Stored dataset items
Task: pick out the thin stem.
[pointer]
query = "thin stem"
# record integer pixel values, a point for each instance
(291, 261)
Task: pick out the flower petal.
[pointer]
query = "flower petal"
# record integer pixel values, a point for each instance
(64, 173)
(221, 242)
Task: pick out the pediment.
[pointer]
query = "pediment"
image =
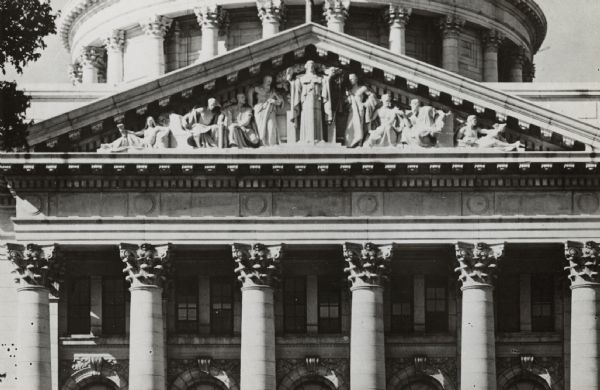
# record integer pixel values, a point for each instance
(381, 71)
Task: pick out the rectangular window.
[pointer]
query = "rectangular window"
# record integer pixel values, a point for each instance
(221, 305)
(114, 292)
(542, 303)
(401, 300)
(508, 303)
(78, 307)
(294, 304)
(329, 296)
(186, 296)
(436, 303)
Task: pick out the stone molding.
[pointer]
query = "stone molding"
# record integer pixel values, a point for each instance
(478, 262)
(258, 264)
(36, 265)
(367, 264)
(583, 262)
(146, 264)
(156, 25)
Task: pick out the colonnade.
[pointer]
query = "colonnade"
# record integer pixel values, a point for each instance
(258, 268)
(211, 18)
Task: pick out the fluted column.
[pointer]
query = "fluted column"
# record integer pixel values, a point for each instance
(491, 42)
(39, 271)
(336, 13)
(585, 308)
(367, 269)
(271, 13)
(451, 27)
(210, 17)
(477, 271)
(398, 18)
(90, 59)
(114, 42)
(155, 28)
(258, 267)
(147, 269)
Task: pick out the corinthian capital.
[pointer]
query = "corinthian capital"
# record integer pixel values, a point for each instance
(583, 262)
(367, 264)
(336, 9)
(36, 265)
(258, 264)
(477, 262)
(156, 25)
(146, 264)
(271, 10)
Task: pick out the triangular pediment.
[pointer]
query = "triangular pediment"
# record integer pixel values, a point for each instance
(404, 78)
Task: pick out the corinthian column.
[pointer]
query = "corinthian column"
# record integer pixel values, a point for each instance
(336, 13)
(146, 268)
(258, 269)
(451, 27)
(39, 270)
(367, 269)
(114, 43)
(477, 270)
(585, 304)
(210, 17)
(271, 14)
(155, 28)
(398, 18)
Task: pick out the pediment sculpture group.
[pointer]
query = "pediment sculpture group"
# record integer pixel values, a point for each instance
(316, 104)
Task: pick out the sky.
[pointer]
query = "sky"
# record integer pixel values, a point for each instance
(570, 53)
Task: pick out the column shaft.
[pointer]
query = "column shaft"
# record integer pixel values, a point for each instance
(367, 343)
(34, 369)
(585, 343)
(146, 344)
(258, 339)
(478, 365)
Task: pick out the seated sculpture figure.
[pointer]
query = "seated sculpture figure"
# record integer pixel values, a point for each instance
(471, 135)
(392, 121)
(206, 125)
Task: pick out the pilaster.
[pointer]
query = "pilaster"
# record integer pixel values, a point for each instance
(451, 27)
(368, 266)
(336, 13)
(477, 271)
(258, 268)
(271, 14)
(582, 266)
(398, 18)
(147, 269)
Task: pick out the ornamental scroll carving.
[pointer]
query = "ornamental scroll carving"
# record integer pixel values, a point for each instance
(583, 261)
(258, 264)
(37, 265)
(478, 262)
(367, 264)
(146, 264)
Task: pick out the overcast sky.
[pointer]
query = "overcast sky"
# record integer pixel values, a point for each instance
(570, 53)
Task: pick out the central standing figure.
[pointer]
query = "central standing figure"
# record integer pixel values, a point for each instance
(265, 110)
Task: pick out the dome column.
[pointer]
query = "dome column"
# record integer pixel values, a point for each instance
(367, 269)
(477, 271)
(146, 268)
(155, 28)
(491, 42)
(258, 267)
(210, 17)
(398, 18)
(39, 271)
(115, 42)
(583, 262)
(336, 13)
(271, 14)
(451, 27)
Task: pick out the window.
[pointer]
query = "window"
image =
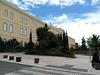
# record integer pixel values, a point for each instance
(21, 19)
(35, 25)
(5, 26)
(21, 43)
(33, 34)
(25, 21)
(11, 15)
(25, 32)
(11, 28)
(25, 43)
(4, 39)
(32, 24)
(6, 13)
(21, 31)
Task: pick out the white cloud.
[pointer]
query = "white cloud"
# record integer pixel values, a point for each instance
(14, 1)
(95, 2)
(78, 27)
(32, 14)
(34, 3)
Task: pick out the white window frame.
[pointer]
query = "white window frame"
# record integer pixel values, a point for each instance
(25, 32)
(11, 15)
(35, 25)
(21, 43)
(32, 24)
(33, 34)
(6, 13)
(11, 28)
(21, 31)
(5, 26)
(25, 21)
(4, 40)
(25, 43)
(21, 19)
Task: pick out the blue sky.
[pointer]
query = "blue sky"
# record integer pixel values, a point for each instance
(81, 18)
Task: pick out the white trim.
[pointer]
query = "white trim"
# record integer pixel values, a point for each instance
(14, 36)
(28, 15)
(14, 22)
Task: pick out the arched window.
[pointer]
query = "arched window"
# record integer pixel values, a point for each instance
(11, 15)
(33, 34)
(32, 24)
(35, 25)
(21, 19)
(6, 13)
(5, 26)
(25, 32)
(21, 43)
(21, 31)
(11, 28)
(25, 21)
(25, 43)
(4, 39)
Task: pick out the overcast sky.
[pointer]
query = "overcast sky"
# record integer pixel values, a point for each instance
(81, 18)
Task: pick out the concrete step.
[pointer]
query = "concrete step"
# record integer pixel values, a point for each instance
(47, 71)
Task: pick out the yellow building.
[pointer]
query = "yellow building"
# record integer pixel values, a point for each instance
(16, 23)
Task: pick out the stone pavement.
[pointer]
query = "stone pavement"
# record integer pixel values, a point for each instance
(52, 65)
(45, 71)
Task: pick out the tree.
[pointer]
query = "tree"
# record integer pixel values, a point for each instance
(93, 41)
(30, 44)
(83, 46)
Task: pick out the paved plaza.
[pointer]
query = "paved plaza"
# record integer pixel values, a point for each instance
(48, 65)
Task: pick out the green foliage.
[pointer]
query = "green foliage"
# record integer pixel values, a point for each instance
(94, 41)
(83, 46)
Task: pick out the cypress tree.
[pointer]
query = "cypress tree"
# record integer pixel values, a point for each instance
(66, 36)
(46, 25)
(30, 45)
(64, 40)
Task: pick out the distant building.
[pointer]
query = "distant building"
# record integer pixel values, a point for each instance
(16, 23)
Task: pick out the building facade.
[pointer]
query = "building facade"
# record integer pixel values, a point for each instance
(16, 23)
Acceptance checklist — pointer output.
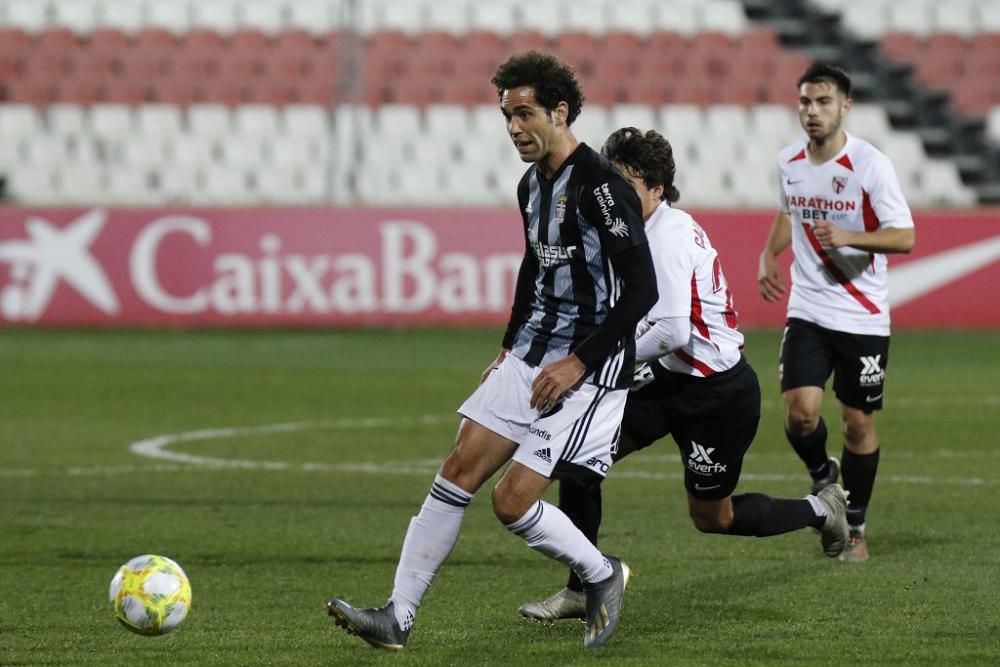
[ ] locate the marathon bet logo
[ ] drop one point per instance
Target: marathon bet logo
(700, 461)
(605, 202)
(544, 454)
(871, 371)
(49, 256)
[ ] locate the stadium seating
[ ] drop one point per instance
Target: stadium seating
(303, 101)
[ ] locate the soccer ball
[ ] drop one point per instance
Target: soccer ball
(150, 595)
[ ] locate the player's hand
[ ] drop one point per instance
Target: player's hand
(642, 376)
(553, 381)
(769, 281)
(829, 235)
(492, 367)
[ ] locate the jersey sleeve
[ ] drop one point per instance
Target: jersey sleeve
(673, 265)
(885, 194)
(782, 197)
(616, 212)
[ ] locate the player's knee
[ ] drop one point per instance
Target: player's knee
(508, 507)
(858, 434)
(709, 522)
(801, 422)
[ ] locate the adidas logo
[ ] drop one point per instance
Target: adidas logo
(544, 454)
(700, 461)
(700, 454)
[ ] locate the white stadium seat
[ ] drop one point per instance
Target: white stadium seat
(312, 16)
(267, 16)
(866, 20)
(17, 120)
(191, 150)
(80, 16)
(159, 120)
(125, 15)
(132, 187)
(589, 16)
(723, 16)
(498, 17)
(209, 120)
(237, 151)
(255, 119)
(306, 120)
(451, 16)
(109, 121)
(32, 186)
(544, 17)
(80, 184)
(66, 119)
(28, 15)
(174, 16)
(217, 15)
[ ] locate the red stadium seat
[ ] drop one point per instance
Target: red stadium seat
(108, 41)
(524, 40)
(253, 43)
(436, 42)
(294, 41)
(58, 40)
(124, 91)
(28, 91)
(15, 42)
(82, 91)
(485, 44)
(154, 39)
(618, 43)
(178, 91)
(202, 40)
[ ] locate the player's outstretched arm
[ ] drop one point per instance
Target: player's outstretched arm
(770, 283)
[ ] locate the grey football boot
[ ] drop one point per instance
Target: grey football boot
(564, 604)
(376, 625)
(604, 603)
(831, 477)
(835, 533)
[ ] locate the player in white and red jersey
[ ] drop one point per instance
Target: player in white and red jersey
(842, 210)
(697, 387)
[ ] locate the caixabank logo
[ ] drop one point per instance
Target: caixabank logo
(49, 256)
(229, 267)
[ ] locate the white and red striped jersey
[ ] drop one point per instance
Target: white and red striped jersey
(691, 284)
(843, 289)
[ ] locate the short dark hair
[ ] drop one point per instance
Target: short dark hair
(827, 73)
(553, 80)
(648, 156)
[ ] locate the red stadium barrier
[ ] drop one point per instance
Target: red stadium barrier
(395, 267)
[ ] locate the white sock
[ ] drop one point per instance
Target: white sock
(547, 530)
(429, 539)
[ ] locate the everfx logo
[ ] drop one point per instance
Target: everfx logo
(871, 370)
(700, 460)
(51, 255)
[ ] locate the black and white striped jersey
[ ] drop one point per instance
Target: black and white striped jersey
(575, 224)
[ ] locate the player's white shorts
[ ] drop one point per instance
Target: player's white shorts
(582, 429)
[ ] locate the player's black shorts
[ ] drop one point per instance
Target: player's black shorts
(810, 353)
(713, 421)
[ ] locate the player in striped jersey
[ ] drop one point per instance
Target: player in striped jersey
(842, 210)
(698, 387)
(553, 399)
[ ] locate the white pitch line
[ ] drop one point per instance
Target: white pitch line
(155, 448)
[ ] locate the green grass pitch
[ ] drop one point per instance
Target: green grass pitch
(269, 521)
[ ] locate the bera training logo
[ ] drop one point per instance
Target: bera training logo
(49, 256)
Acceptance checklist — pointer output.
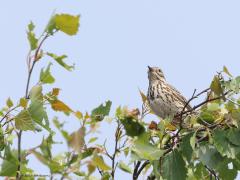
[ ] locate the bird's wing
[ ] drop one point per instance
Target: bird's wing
(180, 97)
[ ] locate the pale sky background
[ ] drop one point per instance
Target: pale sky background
(189, 40)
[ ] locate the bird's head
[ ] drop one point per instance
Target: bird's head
(155, 74)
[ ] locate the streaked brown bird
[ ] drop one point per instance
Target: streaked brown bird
(164, 100)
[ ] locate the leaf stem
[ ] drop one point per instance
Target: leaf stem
(19, 134)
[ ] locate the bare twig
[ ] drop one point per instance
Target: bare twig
(19, 134)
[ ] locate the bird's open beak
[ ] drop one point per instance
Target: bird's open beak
(149, 68)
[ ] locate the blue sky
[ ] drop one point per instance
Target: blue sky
(189, 40)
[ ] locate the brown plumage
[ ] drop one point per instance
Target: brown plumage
(163, 98)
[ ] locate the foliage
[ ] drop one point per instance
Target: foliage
(204, 145)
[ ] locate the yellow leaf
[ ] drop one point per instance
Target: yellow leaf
(55, 91)
(216, 86)
(58, 105)
(9, 103)
(77, 139)
(23, 103)
(169, 126)
(99, 162)
(86, 116)
(226, 71)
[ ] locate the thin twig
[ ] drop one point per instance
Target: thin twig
(19, 134)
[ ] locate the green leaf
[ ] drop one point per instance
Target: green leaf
(36, 93)
(193, 141)
(210, 157)
(173, 166)
(200, 171)
(223, 145)
(46, 147)
(9, 168)
(51, 26)
(46, 76)
(144, 150)
(59, 60)
(233, 136)
(132, 127)
(40, 157)
(2, 140)
(67, 23)
(124, 167)
(31, 26)
(9, 103)
(226, 71)
(205, 116)
(39, 114)
(33, 41)
(101, 111)
(23, 121)
(76, 140)
(9, 164)
(212, 106)
(58, 105)
(23, 102)
(216, 86)
(186, 148)
(99, 162)
(93, 139)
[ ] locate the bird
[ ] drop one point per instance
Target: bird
(164, 100)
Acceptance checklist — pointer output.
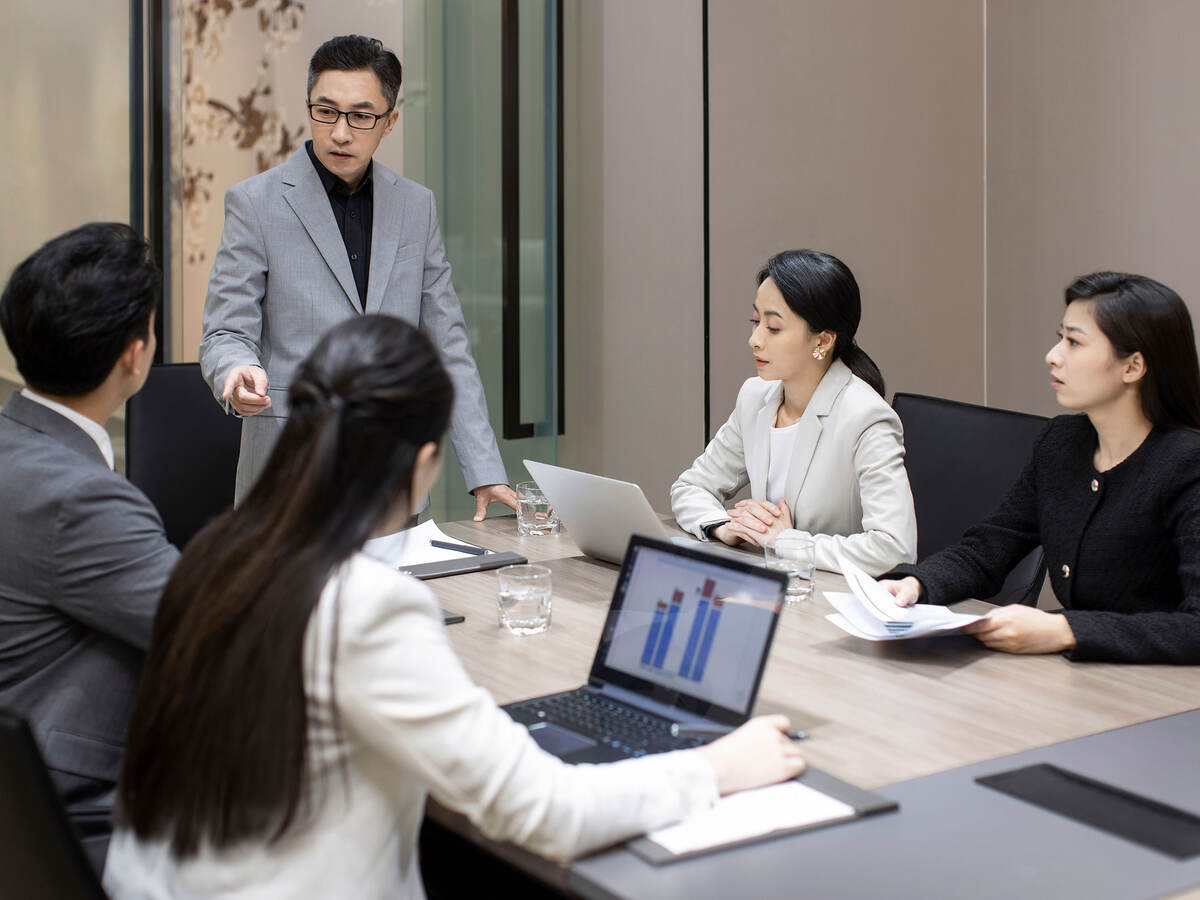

- [How to complete this task] Given the word "flower", show every line of the records that contains it.

- [Response]
Task: pick out the flower petal.
query = "flower petal"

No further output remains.